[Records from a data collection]
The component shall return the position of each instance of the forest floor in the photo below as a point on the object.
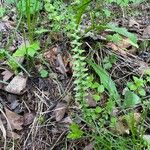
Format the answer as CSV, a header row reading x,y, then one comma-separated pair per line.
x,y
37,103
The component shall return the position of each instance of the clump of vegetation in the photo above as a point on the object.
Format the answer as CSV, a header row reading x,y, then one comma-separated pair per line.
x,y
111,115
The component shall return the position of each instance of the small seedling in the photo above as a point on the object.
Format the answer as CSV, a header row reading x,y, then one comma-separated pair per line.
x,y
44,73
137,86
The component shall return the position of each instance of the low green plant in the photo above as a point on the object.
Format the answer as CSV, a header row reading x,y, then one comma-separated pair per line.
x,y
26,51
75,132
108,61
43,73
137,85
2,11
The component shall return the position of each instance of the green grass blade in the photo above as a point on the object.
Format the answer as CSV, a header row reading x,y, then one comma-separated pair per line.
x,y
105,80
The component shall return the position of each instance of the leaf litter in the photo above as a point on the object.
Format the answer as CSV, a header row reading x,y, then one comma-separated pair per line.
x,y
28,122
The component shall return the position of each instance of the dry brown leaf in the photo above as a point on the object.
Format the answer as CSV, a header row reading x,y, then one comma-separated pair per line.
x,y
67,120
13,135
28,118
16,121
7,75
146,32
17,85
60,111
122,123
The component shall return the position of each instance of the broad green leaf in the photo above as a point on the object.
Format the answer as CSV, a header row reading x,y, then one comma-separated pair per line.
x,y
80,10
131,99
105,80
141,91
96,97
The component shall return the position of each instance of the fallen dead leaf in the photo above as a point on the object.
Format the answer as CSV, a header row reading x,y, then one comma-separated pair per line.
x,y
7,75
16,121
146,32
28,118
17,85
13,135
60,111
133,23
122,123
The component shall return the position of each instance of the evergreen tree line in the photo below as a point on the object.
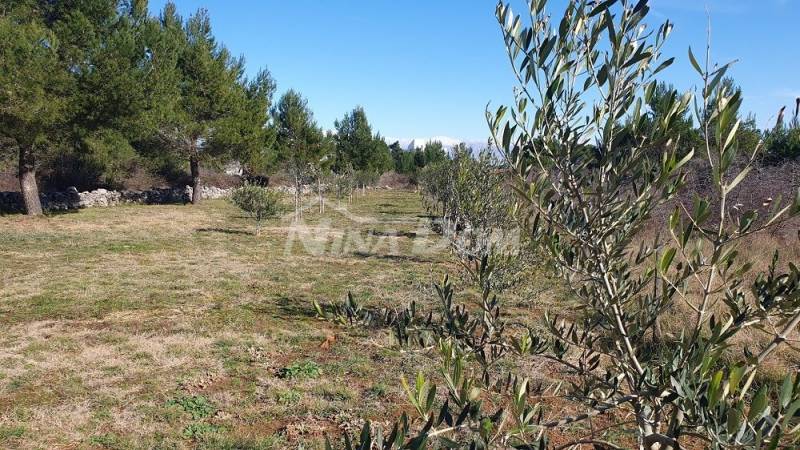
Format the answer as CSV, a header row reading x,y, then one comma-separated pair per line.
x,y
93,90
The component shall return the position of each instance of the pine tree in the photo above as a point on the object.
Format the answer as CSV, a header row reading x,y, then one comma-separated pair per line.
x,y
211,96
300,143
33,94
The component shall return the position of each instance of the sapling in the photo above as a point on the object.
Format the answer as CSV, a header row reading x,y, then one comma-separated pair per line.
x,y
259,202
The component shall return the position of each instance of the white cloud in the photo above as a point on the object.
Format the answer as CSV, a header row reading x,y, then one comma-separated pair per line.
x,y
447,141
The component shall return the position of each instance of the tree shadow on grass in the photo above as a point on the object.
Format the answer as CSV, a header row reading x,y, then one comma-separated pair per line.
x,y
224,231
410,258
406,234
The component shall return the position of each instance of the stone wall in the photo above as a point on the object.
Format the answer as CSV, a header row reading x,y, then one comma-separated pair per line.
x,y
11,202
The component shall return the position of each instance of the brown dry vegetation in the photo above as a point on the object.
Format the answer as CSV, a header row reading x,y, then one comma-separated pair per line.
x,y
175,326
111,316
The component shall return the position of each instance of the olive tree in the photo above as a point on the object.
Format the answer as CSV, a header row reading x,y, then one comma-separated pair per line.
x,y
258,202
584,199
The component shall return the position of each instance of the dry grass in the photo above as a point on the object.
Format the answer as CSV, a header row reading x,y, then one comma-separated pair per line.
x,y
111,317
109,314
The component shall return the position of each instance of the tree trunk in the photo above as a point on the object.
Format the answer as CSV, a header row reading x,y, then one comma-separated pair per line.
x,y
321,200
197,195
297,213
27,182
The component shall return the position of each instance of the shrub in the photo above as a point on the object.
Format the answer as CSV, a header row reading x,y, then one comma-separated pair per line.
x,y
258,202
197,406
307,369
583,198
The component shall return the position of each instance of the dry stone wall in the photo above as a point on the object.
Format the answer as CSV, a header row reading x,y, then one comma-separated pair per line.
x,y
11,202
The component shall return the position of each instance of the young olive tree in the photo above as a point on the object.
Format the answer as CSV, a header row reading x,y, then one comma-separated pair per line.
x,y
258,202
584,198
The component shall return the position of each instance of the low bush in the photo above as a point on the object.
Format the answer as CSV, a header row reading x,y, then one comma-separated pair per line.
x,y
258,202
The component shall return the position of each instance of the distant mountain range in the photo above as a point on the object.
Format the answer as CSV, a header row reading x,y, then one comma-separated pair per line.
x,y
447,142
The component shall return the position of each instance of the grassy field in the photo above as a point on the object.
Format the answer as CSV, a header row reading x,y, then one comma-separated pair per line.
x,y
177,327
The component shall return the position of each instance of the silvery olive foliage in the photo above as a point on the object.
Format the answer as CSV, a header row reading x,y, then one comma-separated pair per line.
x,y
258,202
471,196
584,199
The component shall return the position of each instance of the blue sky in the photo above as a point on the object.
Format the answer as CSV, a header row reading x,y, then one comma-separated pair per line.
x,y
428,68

* _Brief_: The lines that mention the word "wall" should be pulled from the records above.

* _Solution to this problem_:
The component shall return the position of each instance of the stone wall in the photo above as a point on the object.
The component shall return the position of each instance of the dry stone wall in the photo above as a point on the object.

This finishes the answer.